**SET TASK 1:** In the forum thread about dumbbell fit, about how old was Tito when he was measured for his dumbbell?

**SOURCE EXTRACT:**
■ ■ ■ ■
Ok, I'm going to weigh in on the other side....
The size of the dumbell is VERY important. If it doesn't fit the mouth correctly, you'll see all sorts of behaviors that you might not realize have to do with the size of the dumbell.
If it fits right, they will probably hold it right behind their canines anyway. If they roll it back in their mouth, they are much more likely to mouth it. If the "bit" is too big for their mouth, they can't carry it comfortably and a lot of times you'll see them rolling it around in their mouths. If the "bit" is too long, it tends to slide back and forth in their mouth and encourages them to mouth it. 
If the ends aren't big enough (I had this problem), they smack their nose on the floor when they go to pick it up, which results in either a slow pick up and/or them grabbing the end instead of the bar. 
She's old enough now to fit the dumbell. Females don't grow that much more after they're a year old, not like the males do. Have someone who knows what they are doing help you to measure her for the dumbell. I had Tito measured for his at about 14 months old, and he uses the same one; it still fits fine.
With it right behind her canines, it should just barely touch the sides of her muzzle. Also she should be able to pick it up off the floor so that it will rest behind her canines without touching the tip of her nose to the floor.
Give her every advantage! Get her a tool that fits and feels comfortable so that you can expect her to work with it correctly.


----------



## AmberSunrise (Apr 1, 2009)

I am in complete agreement with Hotel4Dogs - if the dumbbell fits correctly, the dogs seem to naturally carry it behind their canines and can snatch it up quickly and run back with little to no mouthing or rolling ... it is like they can't help but fumble and learn bad habits with an iill fitted dumbbell.



hotel4dogs said:


> Ok, I'm going to weigh in on the other side....
> The size of the dumbell is VERY important. If it doesn't fit the mouth correctly, you'll see all sorts of behaviors that you might not realize have to do with the size of the dumbell.
> If it fits right, they will probably hold it right behind their canines anyway. If they roll it back in their mouth, they are much more likely to mouth it. If the "bit" is too big for their mouth, they can't carry it comfortably and a lot of times you'll see them rolling it around in their mouths. If the "bit" is too long, it tends to slide back and forth in their mouth and encourages them to mouth it.
> If the ends aren't big enough (I had this problem), they smack their nose on the floor when they go to pick it up, which results in either a slow pick up and/or them grabbing the end instead of the bar.
> ...


----------



## GoldenSail (Dec 30, 2008)

Thank you! I have not had a lesson in awhile (been focusing on field stuff) but I will set one up and see about sizing her now. I didn't think I could size her until 18 months.

The retrieve is pretty much intact. Scout was born loving to retrieve just about anything so no worries there. She brings me my shoes in the morning, her leash when she wants to walk and sometimes random things (like a brick or rock from outside). She just has that tendency to roll the dumbbell to the back of her mouth and I have to be careful about not getting her too excited or she starts shaking her head. She thinks life is a party and she's the birthday girl


----------
■ ■ ■ ■
**SET TASK 2:** Reproduce the records from the line holding "Target: snow-covered slope" through the final line of the records, inclusive, omitting the picture lines.

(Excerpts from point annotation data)
■ ■ ■ ■
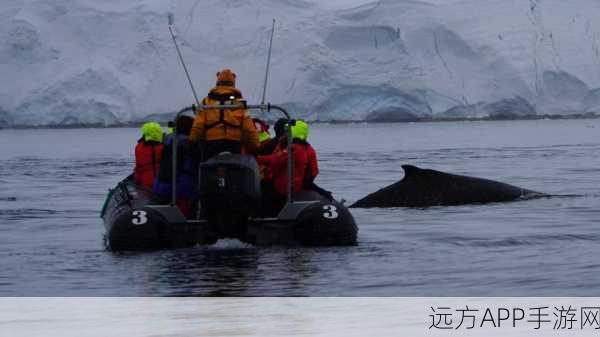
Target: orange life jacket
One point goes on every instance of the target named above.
(225, 124)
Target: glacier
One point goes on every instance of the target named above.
(108, 62)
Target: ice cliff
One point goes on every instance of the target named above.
(110, 61)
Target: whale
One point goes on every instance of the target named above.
(425, 187)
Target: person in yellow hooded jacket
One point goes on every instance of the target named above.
(224, 130)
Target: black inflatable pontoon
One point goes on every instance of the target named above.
(230, 197)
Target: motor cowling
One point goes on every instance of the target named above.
(229, 189)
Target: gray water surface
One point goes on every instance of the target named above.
(54, 183)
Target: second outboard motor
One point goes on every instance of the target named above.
(229, 193)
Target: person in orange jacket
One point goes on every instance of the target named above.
(224, 130)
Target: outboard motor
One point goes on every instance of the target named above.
(229, 193)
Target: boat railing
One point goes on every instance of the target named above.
(240, 105)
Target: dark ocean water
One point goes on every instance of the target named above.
(54, 183)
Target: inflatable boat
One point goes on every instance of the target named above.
(230, 197)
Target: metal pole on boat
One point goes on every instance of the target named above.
(264, 96)
(174, 149)
(187, 73)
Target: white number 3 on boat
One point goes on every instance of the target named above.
(139, 218)
(330, 212)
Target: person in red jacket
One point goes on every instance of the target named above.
(147, 155)
(305, 169)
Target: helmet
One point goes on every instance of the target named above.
(300, 130)
(263, 130)
(152, 131)
(280, 127)
(226, 78)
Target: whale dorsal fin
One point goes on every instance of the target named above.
(410, 171)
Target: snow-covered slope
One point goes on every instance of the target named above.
(89, 61)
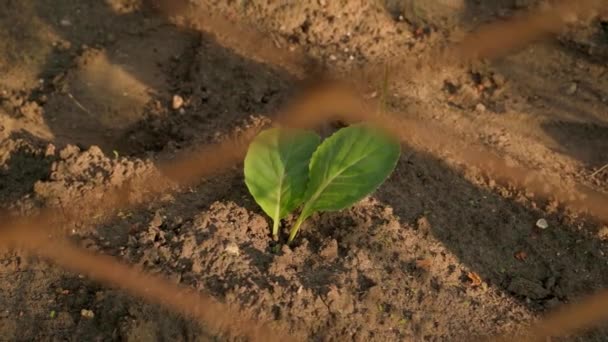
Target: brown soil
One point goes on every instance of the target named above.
(438, 253)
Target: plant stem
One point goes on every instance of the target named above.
(295, 228)
(275, 228)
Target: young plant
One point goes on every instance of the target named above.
(287, 168)
(276, 170)
(346, 167)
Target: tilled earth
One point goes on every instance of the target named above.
(94, 93)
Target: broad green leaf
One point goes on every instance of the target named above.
(346, 167)
(276, 170)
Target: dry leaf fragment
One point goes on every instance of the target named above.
(424, 263)
(521, 256)
(475, 279)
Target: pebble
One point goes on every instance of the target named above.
(87, 313)
(177, 102)
(602, 234)
(572, 89)
(542, 224)
(233, 249)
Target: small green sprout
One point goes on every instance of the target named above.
(288, 168)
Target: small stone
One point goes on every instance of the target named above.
(87, 313)
(602, 234)
(232, 249)
(177, 102)
(572, 89)
(498, 79)
(50, 150)
(480, 107)
(542, 224)
(527, 288)
(330, 250)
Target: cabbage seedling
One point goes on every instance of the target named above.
(276, 170)
(288, 168)
(346, 167)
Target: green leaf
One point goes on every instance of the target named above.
(346, 167)
(276, 170)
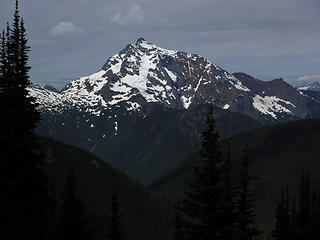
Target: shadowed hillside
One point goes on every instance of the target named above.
(277, 156)
(96, 180)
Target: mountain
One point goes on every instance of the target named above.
(96, 181)
(144, 73)
(314, 86)
(277, 156)
(144, 110)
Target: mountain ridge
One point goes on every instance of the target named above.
(146, 73)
■ ■ ■ ■
**TASK RESULT 1:** About 14 months old.

**TASK RESULT 2:**
Target: snow-covered slope
One point goes on every instance of the target named above.
(89, 61)
Target: brown soil
One point goes on every instance of the target named above.
(438, 253)
Target: plant stem
One point goes on every instance of the target named above.
(295, 228)
(275, 228)
Target: young plant
One point goes on every instance of the target named above.
(287, 168)
(276, 170)
(346, 167)
Target: tilled earth
One point goes on every instance of the target named above.
(94, 93)
Target: broad green leaf
One point goes on every instance of the target named above.
(346, 167)
(276, 170)
Target: dry leaf fragment
One point goes on every instance of the target named above.
(424, 263)
(521, 256)
(475, 279)
Target: pebble
One point goes on every instance of the target named above.
(87, 313)
(177, 102)
(602, 234)
(572, 89)
(542, 224)
(233, 249)
Target: small green sprout
One point goes on every instance of the target named above.
(288, 168)
Target: small stone
One point goes on every instance of the target named above.
(87, 313)
(602, 234)
(232, 249)
(177, 102)
(572, 89)
(498, 79)
(50, 150)
(480, 107)
(542, 224)
(527, 288)
(330, 250)
Target: cabbage seedling
One point goes on every instance of the target named above.
(276, 170)
(288, 168)
(346, 167)
Target: green leaf
One point goes on every instance of the target named above.
(346, 167)
(276, 170)
Target: shadowed hillside
One point goes on every instance of the target named above.
(277, 156)
(96, 180)
Target: mountain
One point goes on every instance of the target named above.
(96, 181)
(144, 73)
(314, 86)
(277, 156)
(144, 110)
Target: mountain ridge
One point goes on every instance of the target named above.
(146, 73)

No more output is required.